INFORMATION SUPPLIED:
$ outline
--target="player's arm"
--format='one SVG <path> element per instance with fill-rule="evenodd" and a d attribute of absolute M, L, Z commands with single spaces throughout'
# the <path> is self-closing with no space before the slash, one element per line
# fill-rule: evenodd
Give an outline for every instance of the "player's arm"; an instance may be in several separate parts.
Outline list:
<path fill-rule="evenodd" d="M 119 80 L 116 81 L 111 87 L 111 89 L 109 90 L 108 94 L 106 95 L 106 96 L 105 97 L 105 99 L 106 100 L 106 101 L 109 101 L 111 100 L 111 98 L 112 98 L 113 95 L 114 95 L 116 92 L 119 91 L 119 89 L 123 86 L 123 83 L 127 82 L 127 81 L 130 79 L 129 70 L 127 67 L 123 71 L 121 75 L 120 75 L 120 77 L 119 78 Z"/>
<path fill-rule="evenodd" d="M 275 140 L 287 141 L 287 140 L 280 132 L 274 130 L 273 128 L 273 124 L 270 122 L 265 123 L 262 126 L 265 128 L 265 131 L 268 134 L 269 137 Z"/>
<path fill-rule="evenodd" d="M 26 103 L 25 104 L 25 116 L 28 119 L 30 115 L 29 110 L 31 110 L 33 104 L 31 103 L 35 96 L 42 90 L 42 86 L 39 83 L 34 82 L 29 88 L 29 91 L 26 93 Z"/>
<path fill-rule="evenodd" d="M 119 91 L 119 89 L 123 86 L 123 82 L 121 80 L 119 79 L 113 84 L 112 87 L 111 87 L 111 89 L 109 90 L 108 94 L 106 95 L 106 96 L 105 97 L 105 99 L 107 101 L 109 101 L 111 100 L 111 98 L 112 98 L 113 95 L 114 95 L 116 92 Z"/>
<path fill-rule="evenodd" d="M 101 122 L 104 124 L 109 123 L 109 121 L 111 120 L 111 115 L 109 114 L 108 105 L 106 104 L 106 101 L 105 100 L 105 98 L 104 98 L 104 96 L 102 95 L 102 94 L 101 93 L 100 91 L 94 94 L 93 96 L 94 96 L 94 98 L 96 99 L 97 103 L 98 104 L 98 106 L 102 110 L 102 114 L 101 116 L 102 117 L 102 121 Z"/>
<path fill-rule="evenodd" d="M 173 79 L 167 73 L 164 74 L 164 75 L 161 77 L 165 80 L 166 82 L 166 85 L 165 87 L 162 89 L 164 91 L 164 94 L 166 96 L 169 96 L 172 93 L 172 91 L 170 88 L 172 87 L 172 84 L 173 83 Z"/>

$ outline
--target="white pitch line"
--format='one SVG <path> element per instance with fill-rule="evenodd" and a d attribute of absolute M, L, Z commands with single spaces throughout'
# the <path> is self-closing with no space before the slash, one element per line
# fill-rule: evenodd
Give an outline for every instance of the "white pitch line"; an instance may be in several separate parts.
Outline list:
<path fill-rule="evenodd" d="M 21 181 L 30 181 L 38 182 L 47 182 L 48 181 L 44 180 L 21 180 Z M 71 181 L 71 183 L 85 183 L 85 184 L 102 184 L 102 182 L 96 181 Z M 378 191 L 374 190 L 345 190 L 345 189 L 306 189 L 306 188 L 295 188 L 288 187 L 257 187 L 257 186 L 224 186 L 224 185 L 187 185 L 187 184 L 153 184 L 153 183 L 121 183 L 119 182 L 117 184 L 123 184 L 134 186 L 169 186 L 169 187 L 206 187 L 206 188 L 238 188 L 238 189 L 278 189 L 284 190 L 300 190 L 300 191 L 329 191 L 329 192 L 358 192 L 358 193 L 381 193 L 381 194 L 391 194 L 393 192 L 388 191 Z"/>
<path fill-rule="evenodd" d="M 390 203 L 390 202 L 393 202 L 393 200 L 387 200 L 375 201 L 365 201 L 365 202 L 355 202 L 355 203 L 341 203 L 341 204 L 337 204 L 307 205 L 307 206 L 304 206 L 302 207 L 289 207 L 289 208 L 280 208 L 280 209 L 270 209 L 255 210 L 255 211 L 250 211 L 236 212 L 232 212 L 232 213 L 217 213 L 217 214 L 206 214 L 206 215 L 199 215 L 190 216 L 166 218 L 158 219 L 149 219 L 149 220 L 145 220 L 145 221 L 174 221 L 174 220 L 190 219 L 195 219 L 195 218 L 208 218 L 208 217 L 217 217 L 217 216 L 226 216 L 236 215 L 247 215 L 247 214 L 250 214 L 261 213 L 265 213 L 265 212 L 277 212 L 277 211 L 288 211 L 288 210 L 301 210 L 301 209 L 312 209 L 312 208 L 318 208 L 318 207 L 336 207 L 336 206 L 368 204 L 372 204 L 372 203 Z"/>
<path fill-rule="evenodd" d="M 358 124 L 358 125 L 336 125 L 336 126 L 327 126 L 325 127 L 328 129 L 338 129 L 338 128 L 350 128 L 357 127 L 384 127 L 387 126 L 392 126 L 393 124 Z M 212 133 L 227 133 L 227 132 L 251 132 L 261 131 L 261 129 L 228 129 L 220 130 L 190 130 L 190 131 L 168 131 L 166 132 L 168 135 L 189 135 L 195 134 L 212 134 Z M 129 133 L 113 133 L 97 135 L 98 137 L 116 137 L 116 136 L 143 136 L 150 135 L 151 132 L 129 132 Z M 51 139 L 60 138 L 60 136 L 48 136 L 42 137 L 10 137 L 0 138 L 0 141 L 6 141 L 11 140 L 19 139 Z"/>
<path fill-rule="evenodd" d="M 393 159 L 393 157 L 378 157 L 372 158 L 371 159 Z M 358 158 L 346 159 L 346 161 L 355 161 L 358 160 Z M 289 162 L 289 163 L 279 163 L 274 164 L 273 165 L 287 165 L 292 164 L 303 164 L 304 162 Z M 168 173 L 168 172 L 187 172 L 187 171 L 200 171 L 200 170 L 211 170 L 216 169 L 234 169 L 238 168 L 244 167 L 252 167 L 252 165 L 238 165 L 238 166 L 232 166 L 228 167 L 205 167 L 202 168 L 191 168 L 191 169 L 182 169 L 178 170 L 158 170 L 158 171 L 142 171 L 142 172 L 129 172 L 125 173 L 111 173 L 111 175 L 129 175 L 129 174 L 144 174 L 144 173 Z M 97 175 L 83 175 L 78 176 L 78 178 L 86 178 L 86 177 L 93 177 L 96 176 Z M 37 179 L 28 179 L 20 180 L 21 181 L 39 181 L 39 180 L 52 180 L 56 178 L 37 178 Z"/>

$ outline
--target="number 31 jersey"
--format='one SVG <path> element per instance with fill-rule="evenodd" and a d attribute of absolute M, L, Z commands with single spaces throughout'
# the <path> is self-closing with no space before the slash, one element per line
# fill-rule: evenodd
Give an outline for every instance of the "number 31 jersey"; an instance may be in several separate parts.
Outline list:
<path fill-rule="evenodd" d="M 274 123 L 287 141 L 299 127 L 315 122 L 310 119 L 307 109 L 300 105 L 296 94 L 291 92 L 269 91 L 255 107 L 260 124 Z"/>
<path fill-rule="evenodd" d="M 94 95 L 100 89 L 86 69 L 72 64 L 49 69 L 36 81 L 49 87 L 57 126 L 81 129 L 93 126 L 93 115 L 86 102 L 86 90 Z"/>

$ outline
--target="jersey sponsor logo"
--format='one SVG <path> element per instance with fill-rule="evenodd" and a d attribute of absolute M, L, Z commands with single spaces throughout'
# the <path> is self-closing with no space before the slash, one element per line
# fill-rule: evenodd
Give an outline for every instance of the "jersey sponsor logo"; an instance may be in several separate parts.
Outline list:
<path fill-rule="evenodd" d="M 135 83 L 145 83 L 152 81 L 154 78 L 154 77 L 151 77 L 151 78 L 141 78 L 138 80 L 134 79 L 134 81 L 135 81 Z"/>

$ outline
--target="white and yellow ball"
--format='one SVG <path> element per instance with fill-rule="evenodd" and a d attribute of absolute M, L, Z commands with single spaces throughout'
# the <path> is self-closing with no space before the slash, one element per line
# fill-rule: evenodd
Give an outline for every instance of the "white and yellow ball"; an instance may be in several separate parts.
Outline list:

WHAT IS REQUIRED: Show each line from the rows above that contains the word "yellow".

EXERCISE SOLUTION:
--target="white and yellow ball"
Give an outline for every instance of the "white and yellow ball"; an instance may be in several separate parts.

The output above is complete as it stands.